▶ **Exercise input**:
+++
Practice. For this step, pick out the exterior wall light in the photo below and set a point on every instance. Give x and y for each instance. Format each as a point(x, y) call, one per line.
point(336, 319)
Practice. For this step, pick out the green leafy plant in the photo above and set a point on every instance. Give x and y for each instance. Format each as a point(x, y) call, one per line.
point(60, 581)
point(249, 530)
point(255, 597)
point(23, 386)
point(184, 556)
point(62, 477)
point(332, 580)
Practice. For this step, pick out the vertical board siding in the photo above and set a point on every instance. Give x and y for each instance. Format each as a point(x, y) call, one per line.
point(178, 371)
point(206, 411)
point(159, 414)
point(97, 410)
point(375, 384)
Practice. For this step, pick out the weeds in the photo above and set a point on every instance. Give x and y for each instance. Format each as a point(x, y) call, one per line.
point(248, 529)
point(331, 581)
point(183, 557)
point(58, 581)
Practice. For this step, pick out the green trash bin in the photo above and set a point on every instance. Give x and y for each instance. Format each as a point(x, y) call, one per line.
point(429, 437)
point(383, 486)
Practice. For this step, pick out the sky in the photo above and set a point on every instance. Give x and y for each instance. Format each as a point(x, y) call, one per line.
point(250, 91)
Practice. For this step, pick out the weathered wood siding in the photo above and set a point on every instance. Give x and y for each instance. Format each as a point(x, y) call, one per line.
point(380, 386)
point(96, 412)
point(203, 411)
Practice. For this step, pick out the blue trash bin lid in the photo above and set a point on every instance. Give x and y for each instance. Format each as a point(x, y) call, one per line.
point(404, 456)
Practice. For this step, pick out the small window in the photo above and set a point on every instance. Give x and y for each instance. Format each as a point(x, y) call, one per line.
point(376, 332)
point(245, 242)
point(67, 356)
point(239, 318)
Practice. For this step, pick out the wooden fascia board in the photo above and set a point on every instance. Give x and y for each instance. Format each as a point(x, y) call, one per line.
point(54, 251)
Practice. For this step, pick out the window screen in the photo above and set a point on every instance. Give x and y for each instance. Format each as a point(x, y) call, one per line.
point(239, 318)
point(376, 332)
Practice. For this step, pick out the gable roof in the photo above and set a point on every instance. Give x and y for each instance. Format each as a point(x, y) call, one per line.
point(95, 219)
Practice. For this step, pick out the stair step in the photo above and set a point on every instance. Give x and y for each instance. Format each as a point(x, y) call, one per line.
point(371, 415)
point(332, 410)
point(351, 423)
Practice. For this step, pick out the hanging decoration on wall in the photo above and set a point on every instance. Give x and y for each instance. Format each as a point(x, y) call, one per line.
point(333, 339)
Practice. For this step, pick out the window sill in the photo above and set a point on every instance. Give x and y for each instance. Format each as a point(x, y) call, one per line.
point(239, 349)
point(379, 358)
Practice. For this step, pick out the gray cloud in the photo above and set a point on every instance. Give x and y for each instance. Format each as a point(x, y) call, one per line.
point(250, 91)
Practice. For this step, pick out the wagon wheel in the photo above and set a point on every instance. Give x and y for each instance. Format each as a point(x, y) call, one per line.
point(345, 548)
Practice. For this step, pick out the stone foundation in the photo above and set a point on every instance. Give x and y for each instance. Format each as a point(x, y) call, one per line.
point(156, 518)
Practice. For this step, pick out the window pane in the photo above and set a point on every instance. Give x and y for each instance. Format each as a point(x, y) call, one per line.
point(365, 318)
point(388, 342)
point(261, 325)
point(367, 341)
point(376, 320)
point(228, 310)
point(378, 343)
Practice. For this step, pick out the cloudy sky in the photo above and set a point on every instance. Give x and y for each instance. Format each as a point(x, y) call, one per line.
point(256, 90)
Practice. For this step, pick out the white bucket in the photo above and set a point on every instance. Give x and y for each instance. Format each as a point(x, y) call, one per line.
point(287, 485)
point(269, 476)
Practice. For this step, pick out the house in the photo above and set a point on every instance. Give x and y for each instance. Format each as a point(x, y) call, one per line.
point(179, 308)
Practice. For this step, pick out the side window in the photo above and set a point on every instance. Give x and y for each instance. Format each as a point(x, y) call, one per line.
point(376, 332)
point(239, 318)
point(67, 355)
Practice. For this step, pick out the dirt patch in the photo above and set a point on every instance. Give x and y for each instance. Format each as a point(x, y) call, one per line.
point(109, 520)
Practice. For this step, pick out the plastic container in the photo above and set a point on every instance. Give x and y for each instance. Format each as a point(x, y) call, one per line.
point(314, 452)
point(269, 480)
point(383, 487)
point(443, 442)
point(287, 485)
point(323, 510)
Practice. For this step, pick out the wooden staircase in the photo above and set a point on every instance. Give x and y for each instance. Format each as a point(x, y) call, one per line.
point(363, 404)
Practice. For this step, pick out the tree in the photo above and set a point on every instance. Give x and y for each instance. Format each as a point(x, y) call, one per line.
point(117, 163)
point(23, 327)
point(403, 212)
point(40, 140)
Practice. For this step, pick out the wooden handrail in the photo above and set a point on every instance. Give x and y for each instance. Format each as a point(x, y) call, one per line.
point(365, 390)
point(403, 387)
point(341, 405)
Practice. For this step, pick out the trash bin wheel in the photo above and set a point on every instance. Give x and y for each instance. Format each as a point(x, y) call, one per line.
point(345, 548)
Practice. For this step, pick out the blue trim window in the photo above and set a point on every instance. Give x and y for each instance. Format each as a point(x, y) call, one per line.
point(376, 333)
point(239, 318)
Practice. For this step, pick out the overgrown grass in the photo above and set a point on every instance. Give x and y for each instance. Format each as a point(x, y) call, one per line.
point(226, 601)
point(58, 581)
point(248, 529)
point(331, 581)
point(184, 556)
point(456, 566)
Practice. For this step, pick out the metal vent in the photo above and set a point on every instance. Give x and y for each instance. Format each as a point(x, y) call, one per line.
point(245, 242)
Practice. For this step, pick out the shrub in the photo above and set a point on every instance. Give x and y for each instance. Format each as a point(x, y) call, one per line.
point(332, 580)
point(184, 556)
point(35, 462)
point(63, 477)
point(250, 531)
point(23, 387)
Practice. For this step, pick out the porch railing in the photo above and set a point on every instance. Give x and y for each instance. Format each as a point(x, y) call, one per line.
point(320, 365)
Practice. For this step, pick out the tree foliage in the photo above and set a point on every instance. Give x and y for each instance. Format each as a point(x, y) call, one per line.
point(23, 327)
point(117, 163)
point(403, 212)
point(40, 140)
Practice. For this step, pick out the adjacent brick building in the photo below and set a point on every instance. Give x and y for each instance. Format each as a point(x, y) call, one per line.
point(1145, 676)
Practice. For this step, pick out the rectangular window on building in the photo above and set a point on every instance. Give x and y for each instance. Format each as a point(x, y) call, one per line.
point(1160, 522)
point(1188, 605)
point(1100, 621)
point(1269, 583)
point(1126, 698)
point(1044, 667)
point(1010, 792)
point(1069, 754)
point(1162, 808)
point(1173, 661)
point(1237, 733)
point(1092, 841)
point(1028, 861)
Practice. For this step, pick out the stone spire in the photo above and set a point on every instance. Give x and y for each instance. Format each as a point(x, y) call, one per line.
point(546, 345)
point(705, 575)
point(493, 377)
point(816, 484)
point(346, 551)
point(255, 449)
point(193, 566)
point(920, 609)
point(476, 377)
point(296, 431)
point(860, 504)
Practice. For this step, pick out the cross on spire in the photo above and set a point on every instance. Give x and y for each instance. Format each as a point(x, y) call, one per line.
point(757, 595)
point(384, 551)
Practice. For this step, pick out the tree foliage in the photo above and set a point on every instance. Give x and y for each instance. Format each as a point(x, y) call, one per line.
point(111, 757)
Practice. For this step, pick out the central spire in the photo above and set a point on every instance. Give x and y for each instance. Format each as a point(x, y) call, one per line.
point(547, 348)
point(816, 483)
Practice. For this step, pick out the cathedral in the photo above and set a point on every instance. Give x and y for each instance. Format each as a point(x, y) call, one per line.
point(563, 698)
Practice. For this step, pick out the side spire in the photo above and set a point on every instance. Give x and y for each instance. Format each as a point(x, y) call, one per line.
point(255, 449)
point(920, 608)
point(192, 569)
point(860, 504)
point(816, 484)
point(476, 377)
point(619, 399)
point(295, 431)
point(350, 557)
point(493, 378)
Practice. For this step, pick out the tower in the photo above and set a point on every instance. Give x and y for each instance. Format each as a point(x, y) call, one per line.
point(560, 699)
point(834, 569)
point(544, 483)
+++
▶ **What is required**:
Output, exactly and with nothing else, the lines from the line containing "Practice. For this step, pick out the cross" to the end of the entries.

▶ **Response below**:
Practice. For this step, pick out the cross on spire in the photo above and set a point on every instance. Give x and y for each instance. Format each as a point(x, y) call, one per line.
point(757, 595)
point(384, 551)
Practice. For this step, pick out the tree foliage in the photo above and set a point on every instance. Give x and y for each instance. Format each as a point(x, y) call, one per line.
point(111, 757)
Practice. For this step, pick out the central spire in the photo above and set a point on every instance. Give x and y for each instance. Format each as a point(x, y) call, one per line.
point(547, 348)
point(816, 483)
Practice. For this step, pick out the cathedral in the photo above and set a point on every instance. Give x and y for each instance. Format each as a point(x, y) call, one per line.
point(563, 698)
Practice. For this step, pick out the side spire in the photo above and set a point on every instance. Give x and y for each instance. Format each as a point(x, y) call, one per line.
point(255, 449)
point(920, 608)
point(192, 569)
point(860, 504)
point(816, 484)
point(476, 377)
point(619, 399)
point(295, 431)
point(350, 557)
point(493, 378)
Practice. For this step, pick out the tower in the photo above and set a point on every instance. Give x and y for each instance. Format each as a point(x, y) call, one per line.
point(560, 699)
point(834, 569)
point(544, 483)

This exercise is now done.